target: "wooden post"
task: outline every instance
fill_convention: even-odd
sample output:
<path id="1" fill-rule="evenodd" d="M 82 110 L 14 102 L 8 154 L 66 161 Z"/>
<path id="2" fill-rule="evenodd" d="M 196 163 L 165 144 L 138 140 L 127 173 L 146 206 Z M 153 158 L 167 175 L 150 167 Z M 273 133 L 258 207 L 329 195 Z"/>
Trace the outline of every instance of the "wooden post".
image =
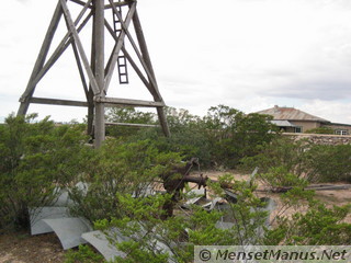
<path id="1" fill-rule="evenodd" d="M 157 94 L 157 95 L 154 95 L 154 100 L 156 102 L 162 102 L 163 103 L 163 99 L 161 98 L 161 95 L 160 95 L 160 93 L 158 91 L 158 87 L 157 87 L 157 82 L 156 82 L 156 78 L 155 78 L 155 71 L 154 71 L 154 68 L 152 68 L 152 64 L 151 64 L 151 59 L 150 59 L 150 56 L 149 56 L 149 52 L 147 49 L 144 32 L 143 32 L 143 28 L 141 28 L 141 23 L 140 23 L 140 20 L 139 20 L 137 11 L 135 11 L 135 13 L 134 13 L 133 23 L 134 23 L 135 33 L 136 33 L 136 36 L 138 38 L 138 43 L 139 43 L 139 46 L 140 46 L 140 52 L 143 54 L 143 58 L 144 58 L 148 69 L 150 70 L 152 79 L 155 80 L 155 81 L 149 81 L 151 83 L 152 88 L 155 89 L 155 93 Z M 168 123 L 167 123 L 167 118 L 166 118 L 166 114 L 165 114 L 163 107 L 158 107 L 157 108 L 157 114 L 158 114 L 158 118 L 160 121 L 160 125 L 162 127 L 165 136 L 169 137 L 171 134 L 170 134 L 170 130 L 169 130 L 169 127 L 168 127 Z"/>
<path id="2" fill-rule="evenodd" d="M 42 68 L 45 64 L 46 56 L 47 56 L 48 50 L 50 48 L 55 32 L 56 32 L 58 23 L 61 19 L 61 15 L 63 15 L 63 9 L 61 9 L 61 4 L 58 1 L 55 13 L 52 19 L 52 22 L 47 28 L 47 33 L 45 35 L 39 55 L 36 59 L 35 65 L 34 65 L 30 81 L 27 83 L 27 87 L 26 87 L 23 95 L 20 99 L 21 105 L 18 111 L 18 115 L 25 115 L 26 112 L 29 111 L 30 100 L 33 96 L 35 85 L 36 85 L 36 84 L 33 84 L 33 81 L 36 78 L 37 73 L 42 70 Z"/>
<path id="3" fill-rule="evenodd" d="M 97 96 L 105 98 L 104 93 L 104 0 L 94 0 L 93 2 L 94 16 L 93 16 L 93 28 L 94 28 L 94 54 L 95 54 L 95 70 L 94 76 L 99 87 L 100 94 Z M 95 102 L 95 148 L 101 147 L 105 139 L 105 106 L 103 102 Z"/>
=-=-=
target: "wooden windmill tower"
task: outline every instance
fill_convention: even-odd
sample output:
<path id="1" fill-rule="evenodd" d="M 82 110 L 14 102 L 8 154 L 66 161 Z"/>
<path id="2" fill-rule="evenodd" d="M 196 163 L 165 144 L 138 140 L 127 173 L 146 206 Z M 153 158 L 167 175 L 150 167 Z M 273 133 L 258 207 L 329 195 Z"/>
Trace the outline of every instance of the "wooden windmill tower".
=-=-=
#### Exercise instructions:
Which lines of the data contain the string "outline"? Pull out each of them, treating uppercase and lowercase as different.

#### Task response:
task: outline every instance
Trace the outline of every instance of the "wooden post".
task: outline every instance
Trace the outline of every instance of the "wooden windmill tower".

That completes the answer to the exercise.